Top of DOCUMENT EXTRACT

The Human Rights Tribunal of Ontario (the Tribunal) continues to work through its heavy case load with a few notable decisions issued over the summer concerning the contravention of settlements, COVID-19 vaccinations and the enforceability of a full and final release.
Former employee’s breach of confidentiality clause leads to repayment of settlement funds
In L.C.C. v. M.M., 2023 HRTO 1138 (CanLII), the Tribunal decided that the Respondent, M.M. (a former employee of L.C.C.) had breached the confidentiality and non-disparagement terms outlined in a settlement agreement. As a result, the Tribunal ordered M.M. to repay the settlement amounts that they had previously received.
The Tribunal allows applicants to file a claim concerning a respondent’s contravention of settlement terms. The procedure for a contravention of settlement application is found at Rule 24 of the Tribunal’s Rules of Procedure.
In this case, M.M. had previously filed an application with the Tribunal alleging its former employer had engaged in discriminatory conduct. The parties, all of whom were represented by counsel throughout, engaged in mediation and reached a settlement. The resulting Minutes of Settlement contained confidentiality and mutual non-disparagement, as well as the consequences for breaching these clauses:
Confidentiality: The Applicant may disclose the terms of these Minutes of Settlement to [their] immediate family, legal and financial advisors, on the condition that they also agree to maintain strict confidentiality of these Minutes of Settlement. Upon inquiry by any person about the resolution of the Application or conclusion of the Applicant’s employment with [the applicant corporation], the Applicant shall simply state that all matters have been resolved. The Applicant will make no mention of, or allude in any way whatsoever to, the receipt of money or the amount of money received from [the applicant corporation] in this Settlement.
Mutual Non-Disparagement: The parties agree that the purpose of this Settlement is to resolve any issues the Applicant has with the Respondents on a confidential basis and without any disparagement of the parties. Accordingly, the parties agree to refrain from making any oral, written or electronic communications about each other that are untrue, defamatory, disparaging, or derogatory, or acting in any manner that would be likely to damage the opposite party’s reputation in the eyes of customers, regulators, the general public, or employees, unless required by law. This non-disparagement includes but is not limited to any electronic communications through social media….

Bottom of DOCUMENT EXTRACT
Top of PROVIDED DATA

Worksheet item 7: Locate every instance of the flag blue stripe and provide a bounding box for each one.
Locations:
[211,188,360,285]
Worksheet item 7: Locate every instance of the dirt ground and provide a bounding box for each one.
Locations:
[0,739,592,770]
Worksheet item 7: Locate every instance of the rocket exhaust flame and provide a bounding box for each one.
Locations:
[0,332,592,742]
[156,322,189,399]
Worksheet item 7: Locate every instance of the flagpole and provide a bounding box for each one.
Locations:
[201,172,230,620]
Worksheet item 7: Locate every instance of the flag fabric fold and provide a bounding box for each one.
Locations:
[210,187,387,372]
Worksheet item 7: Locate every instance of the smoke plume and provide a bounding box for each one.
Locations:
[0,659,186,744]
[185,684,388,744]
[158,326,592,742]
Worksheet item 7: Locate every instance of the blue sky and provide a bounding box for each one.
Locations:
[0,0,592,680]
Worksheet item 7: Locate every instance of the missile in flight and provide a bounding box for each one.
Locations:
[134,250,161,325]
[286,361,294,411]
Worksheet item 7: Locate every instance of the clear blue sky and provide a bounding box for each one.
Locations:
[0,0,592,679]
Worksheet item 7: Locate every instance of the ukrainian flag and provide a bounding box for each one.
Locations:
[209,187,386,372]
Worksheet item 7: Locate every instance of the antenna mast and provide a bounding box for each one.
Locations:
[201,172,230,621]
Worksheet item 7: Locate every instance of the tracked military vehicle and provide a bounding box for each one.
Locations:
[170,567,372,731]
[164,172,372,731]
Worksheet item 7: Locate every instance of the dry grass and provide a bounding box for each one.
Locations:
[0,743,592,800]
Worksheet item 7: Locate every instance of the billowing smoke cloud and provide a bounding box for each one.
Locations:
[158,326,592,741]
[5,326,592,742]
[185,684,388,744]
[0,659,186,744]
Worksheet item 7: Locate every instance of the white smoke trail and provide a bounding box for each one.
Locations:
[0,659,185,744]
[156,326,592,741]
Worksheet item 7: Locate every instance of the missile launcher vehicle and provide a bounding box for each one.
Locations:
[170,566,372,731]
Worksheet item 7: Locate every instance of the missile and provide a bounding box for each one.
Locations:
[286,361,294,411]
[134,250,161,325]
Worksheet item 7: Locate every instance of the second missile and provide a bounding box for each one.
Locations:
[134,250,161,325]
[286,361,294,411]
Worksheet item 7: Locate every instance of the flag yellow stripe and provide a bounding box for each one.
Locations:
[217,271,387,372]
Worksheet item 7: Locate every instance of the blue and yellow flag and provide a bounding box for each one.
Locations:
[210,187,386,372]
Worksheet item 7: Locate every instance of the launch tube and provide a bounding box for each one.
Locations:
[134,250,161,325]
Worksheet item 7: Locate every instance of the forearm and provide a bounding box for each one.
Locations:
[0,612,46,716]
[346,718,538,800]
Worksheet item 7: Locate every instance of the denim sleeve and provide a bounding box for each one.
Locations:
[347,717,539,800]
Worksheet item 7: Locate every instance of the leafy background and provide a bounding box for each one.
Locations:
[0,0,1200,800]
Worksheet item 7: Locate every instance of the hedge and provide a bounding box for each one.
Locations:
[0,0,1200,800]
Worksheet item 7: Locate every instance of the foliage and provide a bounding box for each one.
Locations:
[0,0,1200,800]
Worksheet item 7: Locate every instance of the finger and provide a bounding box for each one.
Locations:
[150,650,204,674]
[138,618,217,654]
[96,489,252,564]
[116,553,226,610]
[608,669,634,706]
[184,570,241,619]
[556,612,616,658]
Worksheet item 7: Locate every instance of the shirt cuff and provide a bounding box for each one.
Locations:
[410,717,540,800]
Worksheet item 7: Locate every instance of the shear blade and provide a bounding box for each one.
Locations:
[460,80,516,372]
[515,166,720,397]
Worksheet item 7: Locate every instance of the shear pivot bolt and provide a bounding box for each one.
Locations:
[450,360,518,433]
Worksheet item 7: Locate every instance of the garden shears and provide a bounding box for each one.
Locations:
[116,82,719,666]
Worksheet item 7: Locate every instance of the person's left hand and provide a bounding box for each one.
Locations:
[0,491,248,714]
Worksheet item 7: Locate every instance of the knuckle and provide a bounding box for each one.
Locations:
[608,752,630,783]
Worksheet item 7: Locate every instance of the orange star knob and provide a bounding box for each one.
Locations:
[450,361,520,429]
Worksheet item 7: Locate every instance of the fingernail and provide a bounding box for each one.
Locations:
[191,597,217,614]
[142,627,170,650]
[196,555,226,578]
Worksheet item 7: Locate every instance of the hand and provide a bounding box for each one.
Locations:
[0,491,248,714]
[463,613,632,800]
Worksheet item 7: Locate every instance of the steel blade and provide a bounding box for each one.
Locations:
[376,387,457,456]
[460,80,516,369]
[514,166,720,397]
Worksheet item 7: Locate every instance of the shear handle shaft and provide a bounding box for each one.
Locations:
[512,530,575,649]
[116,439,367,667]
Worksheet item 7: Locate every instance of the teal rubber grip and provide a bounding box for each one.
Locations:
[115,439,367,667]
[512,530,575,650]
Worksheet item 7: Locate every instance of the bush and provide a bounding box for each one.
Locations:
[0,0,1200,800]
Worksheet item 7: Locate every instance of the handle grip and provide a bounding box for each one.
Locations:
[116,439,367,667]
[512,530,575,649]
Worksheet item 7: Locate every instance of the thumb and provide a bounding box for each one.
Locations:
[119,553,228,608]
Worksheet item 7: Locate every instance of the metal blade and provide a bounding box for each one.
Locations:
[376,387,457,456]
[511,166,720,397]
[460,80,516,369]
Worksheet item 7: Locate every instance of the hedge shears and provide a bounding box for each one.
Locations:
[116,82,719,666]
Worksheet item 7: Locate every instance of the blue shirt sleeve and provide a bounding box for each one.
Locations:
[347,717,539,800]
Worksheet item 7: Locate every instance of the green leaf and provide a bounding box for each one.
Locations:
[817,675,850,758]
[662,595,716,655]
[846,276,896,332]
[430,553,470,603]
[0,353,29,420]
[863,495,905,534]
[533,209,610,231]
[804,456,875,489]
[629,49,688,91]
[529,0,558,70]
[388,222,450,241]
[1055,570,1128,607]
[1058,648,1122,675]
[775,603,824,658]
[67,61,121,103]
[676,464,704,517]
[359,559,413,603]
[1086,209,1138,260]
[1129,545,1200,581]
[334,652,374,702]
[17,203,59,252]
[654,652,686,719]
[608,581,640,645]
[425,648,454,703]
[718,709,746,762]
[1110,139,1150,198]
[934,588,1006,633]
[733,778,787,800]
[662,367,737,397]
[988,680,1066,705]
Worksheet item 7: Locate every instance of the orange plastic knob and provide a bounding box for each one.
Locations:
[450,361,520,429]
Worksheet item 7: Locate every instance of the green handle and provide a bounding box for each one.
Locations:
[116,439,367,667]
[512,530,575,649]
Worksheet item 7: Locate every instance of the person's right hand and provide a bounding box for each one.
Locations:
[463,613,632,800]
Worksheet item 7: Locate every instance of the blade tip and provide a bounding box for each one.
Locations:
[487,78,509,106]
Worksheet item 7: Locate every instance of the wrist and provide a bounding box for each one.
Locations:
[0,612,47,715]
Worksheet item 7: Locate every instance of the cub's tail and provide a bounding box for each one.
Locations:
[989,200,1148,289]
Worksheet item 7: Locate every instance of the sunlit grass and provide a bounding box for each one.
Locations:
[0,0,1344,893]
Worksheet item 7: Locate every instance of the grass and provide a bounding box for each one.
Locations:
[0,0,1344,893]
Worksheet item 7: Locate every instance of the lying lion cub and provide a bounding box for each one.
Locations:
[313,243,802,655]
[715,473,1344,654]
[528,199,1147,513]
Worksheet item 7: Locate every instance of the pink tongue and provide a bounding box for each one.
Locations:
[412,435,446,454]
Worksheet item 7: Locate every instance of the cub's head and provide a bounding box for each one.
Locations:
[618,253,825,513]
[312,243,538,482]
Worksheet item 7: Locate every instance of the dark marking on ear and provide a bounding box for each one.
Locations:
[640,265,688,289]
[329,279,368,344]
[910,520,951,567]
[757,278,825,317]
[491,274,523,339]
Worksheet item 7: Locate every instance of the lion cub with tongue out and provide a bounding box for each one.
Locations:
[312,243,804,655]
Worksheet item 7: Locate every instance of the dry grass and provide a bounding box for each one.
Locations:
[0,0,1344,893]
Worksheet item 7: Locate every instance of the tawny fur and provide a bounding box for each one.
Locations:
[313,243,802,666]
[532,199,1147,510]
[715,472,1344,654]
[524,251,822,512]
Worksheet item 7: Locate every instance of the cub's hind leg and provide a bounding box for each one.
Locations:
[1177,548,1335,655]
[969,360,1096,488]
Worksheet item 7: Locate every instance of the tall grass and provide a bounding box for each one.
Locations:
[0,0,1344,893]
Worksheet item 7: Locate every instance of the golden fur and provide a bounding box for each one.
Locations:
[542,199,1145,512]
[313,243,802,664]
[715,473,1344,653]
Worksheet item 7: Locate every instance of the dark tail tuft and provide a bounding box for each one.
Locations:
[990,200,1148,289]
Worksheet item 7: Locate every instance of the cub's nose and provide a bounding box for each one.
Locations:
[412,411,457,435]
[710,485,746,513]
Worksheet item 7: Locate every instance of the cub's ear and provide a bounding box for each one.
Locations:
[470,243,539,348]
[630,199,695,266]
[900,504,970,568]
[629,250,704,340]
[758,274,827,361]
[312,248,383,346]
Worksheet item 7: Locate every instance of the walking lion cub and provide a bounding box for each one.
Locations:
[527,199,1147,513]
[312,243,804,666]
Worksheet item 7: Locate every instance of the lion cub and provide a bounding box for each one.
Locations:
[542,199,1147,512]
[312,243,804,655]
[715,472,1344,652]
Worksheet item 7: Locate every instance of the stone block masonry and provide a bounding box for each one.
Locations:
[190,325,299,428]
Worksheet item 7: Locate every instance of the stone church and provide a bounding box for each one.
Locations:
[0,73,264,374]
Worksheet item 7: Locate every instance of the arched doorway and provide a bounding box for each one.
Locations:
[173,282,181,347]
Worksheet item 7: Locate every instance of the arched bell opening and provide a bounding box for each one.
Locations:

Bottom of PROVIDED DATA

# WORK REQUIRED
Carry on the article about recent Human Rights Tribunal of Ontario decisions, starting after its last sentence. The data plays no part in this work and can be set aside.

# TASK ANSWER
Breach: The Applicant agrees that if [they breach] any of the obligations under this Settlement, and in particular the confidentiality obligation set out in paragraph 7 and the non-disparagement obligation in paragraph 8, above, [they] will be required to repay to the [corporate] Respondent the Settlement Payment paid to [them] under paragraph 2 of these Minutes of Settlement as liquidated damages, and will be responsible for any additional damages incurred by the [corporate] Respondent.
Understanding: The Applicant hereby declares that she has had an opportunity to obtain independent legal advice regarding the matters addressed in these Minutes of Settlement or has freely chosen not to do so, and that she fully understands her obligations under these Minutes of Settlement. She voluntarily accepts the terms and conditions set out in these Minutes of Settlement and agrees to finally settle all claims or potential claims, as described above, that she has or may have in future against the Respondents.
[Emphasis added]
Shortly after the mediation, M.M. posted to social media: “To all those inquiring, I have come to a resolution in my Human Rights Complaint against [the applicant corporation] and [the individual applicant] for sex discrimination.”
After finding the social media post, the employer asked M.M. to remove it. M.M. did not respond. Instead, M.M. revised the post to read, “To all those inquiring, all matters have been resolved in my Human Rights Complaint against [the applicant corporation] and [the individual applicant] for sex discrimination.”
The Tribunal ruled that M.M. had breached the confidentiality clause. The confidentiality clause contained a limited exception which permitted M.M. to state “all matters have been resolved,” to questions concerning their complaint against the applicant and the conclusion of their employment. The Tribunal held that a plain language reading of the confidentiality clause only allowed disclosure to those who explicitly made inquiries to the respondent.
Not only was the social media post publicly accessible but it included references outside the scope of the permitted language in the confidentiality clause. Specifically, the social media post indicated “sex discrimination” and the names of both the applicant corporation and the individual applicant (the respondents in the original Application). These additions to a public post would, to a reasonable and objective viewer, “carry a real potential of serious reputational damage” (para. 34). The Tribunal affirmed the importance of confidentiality provisions in resolving disputes and if these provisions were ignored by applications, it would seriously impact the ability to settle human rights applications (para. 54).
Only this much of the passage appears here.